**課題 A:** 以下の記録のうち、「In this exercise you will locate the flagpole」を含む行から「point(206, 164)」を含む行までを、「番号」と「行」の二列からなるMarkdownの表に入れてください。空行は表に含めないでください。
____ 文書の一節
上記特許文献1に開示される構造の埋込材を用いて中空スラブを構築することにより、集合住宅における上下階の遮音性能上の問題はある程度の改善が見られている。しかし、一方において、居住環境全般を従来の基準よりもさらに快適なものにレベルアップしたいという要請があり、集合住宅における上下階の遮音性能は、より高いレベルが求められるようになりつつある。しかしながら、中空スラブ構造において、遮音性能を向上させることと軽量化を図ることとは相反する命題であり、高い遮音性能を得る(すなわち、コンクリート量を増し質量を上げる)ためには、中空率を下げざるを得ない。
ところで、前記特許文献1に開示される構造の埋込材1aでは、コンクリートが浸入する容積はスリット1cの部分のみであり、限度がある。スリット1cの断面積を大きくするとコンクリートCの浸入量は大きくなり、遮音性能のさらなる向上が期待できるが、埋込材の構造的強度が低下して、運搬時やプレキャストコンクリート板への定着や現場施工作業時に破損する恐れがある。他の方法として、水平断面積が小さい埋込材を隙間を広く空けてプレキャストコンクリート板へ定着することも考えられるが、埋込材の定着作業が煩雑になる。従って、本発明の第一の目的は、従来とほぼ同じ水平断面積である埋込材でありながら、埋込材としての構造的な強度低下を招くことなく、中空スラブ構造の中空率を任意に低減することのできる埋込材を提供することにある。
前記のように中空スラブ構造の本来的目的はコンクリートスラブの軽量化にある。しかし、上記中空スラブ構造の中空率を任意に低減できる構造の埋込材を床面の全領域に定着する場合には、軽量化は犠牲とならざるを得ない。一方、集合住宅の居住空間において、床衝撃音が生じやすい領域と、比較的生じることの少ない領域とが存在する。従って、前者の領域には中空率を低減できる埋込材を定着し、後者の領域には従来から用いられている埋込材を定着することにより、一住戸の床領域全体としては、スラブの軽量化と上下階の遮音性能上の問題の双方を同時に満足することが可能となる。従って、本発明の他の目的は、軽量化と遮音性能の向上の双方の課題を同時に満足することのできる、中空スラブ用基板及び該基板あるいは埋込材を用いた中空スラブ構造を持つ構築物を提供することにある。
________
____ データ抜粋
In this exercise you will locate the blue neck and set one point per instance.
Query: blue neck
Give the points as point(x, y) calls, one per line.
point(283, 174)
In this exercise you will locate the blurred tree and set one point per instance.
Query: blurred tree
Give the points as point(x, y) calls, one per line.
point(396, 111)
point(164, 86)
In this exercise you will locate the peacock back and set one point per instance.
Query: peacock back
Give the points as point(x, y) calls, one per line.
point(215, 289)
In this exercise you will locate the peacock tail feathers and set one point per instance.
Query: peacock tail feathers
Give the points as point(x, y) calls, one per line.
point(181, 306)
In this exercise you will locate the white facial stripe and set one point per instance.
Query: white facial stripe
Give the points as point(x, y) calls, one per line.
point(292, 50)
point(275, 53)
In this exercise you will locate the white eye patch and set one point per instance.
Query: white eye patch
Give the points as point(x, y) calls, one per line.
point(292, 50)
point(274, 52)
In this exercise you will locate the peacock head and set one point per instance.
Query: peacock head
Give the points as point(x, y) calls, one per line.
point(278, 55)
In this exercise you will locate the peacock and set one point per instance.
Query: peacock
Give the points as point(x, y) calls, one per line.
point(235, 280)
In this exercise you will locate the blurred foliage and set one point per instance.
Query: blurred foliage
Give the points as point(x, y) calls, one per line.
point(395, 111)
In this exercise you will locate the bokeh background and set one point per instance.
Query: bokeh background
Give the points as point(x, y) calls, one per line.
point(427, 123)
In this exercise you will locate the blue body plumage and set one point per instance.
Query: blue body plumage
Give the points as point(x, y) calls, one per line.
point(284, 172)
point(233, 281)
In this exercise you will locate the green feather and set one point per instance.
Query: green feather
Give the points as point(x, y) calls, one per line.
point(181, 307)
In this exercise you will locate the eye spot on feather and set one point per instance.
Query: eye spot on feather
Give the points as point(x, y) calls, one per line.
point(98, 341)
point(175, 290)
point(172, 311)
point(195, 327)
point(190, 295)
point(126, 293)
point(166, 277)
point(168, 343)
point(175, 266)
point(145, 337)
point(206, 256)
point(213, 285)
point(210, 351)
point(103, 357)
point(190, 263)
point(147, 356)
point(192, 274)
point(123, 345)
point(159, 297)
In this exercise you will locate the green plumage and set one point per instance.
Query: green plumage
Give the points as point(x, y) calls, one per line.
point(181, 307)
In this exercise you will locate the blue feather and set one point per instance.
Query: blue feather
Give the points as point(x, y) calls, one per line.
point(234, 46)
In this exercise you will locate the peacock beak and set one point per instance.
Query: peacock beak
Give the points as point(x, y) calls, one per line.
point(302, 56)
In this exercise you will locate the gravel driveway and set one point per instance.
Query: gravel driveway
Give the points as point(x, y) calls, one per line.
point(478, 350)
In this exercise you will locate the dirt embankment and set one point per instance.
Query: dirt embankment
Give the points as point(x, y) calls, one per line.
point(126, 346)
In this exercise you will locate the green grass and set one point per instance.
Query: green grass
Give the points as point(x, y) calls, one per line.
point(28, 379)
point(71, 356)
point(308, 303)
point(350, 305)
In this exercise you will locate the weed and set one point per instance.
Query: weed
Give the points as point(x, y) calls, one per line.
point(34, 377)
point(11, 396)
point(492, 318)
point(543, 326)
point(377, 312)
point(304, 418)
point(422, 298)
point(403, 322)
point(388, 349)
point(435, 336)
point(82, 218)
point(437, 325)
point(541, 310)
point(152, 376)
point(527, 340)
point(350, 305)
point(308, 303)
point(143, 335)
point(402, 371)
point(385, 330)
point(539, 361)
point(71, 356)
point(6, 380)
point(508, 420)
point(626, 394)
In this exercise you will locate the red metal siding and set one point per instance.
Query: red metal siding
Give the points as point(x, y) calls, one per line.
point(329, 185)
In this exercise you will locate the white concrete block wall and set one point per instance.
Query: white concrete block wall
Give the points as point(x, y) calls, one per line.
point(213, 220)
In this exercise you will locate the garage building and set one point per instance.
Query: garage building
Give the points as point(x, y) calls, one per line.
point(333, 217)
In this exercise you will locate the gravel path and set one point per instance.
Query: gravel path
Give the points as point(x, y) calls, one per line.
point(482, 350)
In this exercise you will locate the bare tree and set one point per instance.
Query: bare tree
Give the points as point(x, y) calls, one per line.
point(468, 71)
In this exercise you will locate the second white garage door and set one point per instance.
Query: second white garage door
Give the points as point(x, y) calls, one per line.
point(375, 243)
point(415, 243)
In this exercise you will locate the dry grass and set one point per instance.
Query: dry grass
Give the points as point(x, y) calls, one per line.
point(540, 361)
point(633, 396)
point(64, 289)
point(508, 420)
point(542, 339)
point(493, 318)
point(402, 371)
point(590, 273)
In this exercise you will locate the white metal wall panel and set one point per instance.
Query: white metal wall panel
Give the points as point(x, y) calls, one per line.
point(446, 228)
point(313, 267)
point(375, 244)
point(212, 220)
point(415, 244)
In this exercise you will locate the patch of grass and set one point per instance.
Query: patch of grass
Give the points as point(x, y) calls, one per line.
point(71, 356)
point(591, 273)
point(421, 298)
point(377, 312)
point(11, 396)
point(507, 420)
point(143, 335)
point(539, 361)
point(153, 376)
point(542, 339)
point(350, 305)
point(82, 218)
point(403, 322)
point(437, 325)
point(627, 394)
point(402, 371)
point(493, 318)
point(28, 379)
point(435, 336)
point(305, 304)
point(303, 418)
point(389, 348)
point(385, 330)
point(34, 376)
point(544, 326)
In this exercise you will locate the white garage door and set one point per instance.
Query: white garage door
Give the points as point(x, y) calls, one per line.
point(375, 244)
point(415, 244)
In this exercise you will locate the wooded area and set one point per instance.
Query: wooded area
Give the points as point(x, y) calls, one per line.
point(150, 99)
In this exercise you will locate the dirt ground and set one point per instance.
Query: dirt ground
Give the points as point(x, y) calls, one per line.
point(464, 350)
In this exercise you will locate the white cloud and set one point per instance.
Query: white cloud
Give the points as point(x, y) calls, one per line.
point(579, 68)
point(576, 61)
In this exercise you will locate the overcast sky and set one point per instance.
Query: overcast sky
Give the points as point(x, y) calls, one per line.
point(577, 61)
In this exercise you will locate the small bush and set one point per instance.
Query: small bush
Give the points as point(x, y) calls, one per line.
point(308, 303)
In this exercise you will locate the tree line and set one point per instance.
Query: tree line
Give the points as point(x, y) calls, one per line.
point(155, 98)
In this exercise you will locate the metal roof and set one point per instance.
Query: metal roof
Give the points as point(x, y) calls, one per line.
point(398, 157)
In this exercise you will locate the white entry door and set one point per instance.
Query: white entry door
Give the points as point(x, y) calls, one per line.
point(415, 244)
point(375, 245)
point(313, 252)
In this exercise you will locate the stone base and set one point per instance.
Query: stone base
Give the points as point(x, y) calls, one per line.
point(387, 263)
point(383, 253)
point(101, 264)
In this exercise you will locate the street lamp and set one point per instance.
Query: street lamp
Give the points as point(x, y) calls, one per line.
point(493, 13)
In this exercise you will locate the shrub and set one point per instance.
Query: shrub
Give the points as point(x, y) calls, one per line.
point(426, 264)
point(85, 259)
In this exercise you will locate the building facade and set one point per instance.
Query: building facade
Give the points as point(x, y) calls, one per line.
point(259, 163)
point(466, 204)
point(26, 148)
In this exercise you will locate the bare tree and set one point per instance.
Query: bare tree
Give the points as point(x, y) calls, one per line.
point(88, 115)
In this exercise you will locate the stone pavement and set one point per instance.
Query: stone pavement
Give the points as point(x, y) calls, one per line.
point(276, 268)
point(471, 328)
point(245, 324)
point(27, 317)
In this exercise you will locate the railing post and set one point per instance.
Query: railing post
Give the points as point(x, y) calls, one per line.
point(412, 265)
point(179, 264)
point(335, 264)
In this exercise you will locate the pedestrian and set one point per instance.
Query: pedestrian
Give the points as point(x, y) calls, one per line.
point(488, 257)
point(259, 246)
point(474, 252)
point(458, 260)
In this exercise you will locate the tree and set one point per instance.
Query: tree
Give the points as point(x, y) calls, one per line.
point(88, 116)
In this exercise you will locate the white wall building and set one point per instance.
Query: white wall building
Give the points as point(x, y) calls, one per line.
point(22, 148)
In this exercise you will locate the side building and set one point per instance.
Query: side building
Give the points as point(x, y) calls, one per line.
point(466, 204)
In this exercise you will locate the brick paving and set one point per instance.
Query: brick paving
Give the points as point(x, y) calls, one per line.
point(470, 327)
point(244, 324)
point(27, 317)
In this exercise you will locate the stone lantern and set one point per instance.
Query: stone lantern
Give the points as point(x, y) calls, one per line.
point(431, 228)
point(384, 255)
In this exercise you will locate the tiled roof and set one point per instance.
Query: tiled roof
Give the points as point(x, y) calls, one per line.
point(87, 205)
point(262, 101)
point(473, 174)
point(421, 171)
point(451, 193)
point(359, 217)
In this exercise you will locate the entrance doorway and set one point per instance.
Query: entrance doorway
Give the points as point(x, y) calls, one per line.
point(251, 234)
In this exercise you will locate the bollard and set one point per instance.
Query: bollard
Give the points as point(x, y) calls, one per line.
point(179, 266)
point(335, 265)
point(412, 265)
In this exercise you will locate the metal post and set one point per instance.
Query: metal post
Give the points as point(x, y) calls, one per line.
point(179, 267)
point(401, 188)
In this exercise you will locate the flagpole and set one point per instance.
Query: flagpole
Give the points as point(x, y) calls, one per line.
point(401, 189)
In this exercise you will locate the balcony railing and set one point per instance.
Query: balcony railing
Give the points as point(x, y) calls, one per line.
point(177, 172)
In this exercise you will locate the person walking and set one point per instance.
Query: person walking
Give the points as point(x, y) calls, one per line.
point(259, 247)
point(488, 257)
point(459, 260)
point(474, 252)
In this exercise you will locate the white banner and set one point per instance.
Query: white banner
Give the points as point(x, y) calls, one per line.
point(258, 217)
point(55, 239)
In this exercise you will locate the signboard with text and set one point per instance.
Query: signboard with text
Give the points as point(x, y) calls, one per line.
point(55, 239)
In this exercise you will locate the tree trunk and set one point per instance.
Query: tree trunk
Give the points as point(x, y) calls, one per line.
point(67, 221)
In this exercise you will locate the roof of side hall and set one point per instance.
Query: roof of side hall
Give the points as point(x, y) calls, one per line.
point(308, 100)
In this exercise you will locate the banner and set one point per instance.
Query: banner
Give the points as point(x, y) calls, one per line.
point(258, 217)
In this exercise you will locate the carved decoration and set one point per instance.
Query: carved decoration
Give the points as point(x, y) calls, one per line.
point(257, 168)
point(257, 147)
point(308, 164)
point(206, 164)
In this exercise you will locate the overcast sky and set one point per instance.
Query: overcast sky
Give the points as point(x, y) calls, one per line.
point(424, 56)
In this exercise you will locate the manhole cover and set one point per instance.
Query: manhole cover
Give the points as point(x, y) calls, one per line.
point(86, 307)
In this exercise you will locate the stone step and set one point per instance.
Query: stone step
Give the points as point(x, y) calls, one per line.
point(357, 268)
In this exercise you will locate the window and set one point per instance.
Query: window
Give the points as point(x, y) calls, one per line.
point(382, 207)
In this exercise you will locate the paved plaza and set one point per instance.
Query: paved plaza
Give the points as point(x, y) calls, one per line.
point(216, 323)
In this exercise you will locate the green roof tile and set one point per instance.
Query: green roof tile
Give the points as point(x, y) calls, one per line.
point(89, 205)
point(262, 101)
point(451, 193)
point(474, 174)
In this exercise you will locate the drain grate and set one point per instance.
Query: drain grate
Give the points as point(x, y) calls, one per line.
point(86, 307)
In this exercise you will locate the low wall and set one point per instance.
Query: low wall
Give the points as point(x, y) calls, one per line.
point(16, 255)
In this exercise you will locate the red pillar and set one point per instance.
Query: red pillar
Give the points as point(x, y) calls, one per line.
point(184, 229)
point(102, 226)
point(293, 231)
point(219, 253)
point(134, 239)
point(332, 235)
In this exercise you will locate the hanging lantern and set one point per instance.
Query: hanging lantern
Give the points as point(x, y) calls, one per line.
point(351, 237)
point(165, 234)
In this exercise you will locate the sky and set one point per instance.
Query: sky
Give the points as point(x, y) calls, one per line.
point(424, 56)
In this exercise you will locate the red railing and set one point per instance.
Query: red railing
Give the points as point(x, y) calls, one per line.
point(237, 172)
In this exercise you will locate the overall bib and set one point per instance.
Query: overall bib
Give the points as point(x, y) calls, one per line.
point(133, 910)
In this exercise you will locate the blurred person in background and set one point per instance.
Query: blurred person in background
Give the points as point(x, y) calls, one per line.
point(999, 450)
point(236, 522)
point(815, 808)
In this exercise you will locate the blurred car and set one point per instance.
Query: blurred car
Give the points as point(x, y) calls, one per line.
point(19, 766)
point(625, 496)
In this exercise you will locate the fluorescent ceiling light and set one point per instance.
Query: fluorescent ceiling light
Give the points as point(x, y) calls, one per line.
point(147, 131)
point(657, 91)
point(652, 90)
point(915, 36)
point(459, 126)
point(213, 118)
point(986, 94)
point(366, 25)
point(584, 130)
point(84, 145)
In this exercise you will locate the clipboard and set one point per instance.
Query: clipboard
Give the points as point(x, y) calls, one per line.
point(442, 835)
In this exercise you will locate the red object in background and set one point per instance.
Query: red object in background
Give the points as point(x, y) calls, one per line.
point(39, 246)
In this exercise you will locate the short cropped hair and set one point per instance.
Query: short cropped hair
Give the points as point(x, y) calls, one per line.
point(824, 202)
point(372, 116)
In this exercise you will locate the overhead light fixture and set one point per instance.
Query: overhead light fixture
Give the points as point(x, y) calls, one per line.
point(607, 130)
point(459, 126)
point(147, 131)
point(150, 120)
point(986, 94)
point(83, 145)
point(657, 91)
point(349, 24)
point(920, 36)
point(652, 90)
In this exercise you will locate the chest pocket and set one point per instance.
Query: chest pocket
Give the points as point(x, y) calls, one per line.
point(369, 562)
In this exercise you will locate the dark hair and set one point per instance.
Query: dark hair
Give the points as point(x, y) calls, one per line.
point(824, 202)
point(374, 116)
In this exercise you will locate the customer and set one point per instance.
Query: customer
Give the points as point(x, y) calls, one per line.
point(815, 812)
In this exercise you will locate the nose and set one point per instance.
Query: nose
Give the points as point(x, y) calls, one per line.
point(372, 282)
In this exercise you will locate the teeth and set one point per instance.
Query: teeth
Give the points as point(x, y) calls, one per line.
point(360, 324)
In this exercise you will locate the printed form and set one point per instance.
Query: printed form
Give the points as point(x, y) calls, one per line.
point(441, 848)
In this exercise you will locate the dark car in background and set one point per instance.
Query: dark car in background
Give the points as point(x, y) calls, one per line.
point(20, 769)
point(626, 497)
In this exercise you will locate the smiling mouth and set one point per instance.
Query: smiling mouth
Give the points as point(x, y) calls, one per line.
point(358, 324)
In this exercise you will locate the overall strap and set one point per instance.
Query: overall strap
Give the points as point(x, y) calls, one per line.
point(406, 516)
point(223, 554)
________
**課題 B:** 上の文書の一節から、「前記のように中空スラブ構造の」で始まり「構築物を提供することにある。」で終わる部分を、一字も変えずに書き写してください。

**模範解答 A:**
| 番号 | 行 |
|---|---|
| 1 | In this exercise you will locate the flagpole and set one point per instance. |
| 2 | Query: flagpole |
| 3 | Give the points as point(x, y) calls, one per line. |
| 4 | point(401, 189) |
| 5 | In this exercise you will locate the balcony railing and set one point per instance. |
| 6 | Query: balcony railing |
| 7 | Give the points as point(x, y) calls, one per line. |
| 8 | point(177, 172) |
| 9 | In this exercise you will locate the person walking and set one point per instance. |
| 10 | Query: person walking |
| 11 | Give the points as point(x, y) calls, one per line. |
| 12 | point(259, 247) |
| 13 | point(488, 257) |
| 14 | point(459, 260) |
| 15 | point(474, 252) |
| 16 | In this exercise you will locate the white banner and set one point per instance. |
| 17 | Query: white banner |
| 18 | Give the points as point(x, y) calls, one per line. |
| 19 | point(258, 217) |
| 20 | point(55, 239) |
| 21 | In this exercise you will locate the signboard with text and set one point per instance. |
| 22 | Query: signboard with text |
| 23 | Give the points as point(x, y) calls, one per line. |
| 24 | point(55, 239) |
| 25 | In this exercise you will locate the tree trunk and set one point per instance. |
| 26 | Query: tree trunk |
| 27 | Give the points as point(x, y) calls, one per line. |
| 28 | point(67, 221) |
| 29 | In this exercise you will locate the roof of side hall and set one point per instance. |
| 30 | Query: roof of side hall |
| 31 | Give the points as point(x, y) calls, one per line. |
| 32 | point(308, 100) |
| 33 | In this exercise you will locate the banner and set one point per instance. |
| 34 | Query: banner |
| 35 | Give the points as point(x, y) calls, one per line. |
| 36 | point(258, 217) |
| 37 | In this exercise you will locate the carved decoration and set one point per instance. |
| 38 | Query: carved decoration |
| 39 | Give the points as point(x, y) calls, one per line. |
| 40 | point(257, 168) |
| 41 | point(257, 147) |
| 42 | point(308, 164) |
| 43 | point(206, 164) |

**模範解答 B:**
前記のように中空スラブ構造の本来的目的はコンクリートスラブの軽量化にある。しかし、上記中空スラブ構造の中空率を任意に低減できる構造の埋込材を床面の全領域に定着する場合には、軽量化は犠牲とならざるを得ない。一方、集合住宅の居住空間において、床衝撃音が生じやすい領域と、比較的生じることの少ない領域とが存在する。従って、前者の領域には中空率を低減できる埋込材を定着し、後者の領域には従来から用いられている埋込材を定着することにより、一住戸の床領域全体としては、スラブの軽量化と上下階の遮音性能上の問題の双方を同時に満足することが可能となる。従って、本発明の他の目的は、軽量化と遮音性能の向上の双方の課題を同時に満足することのできる、中空スラブ用基板及び該基板あるいは埋込材を用いた中空スラブ構造を持つ構築物を提供することにある。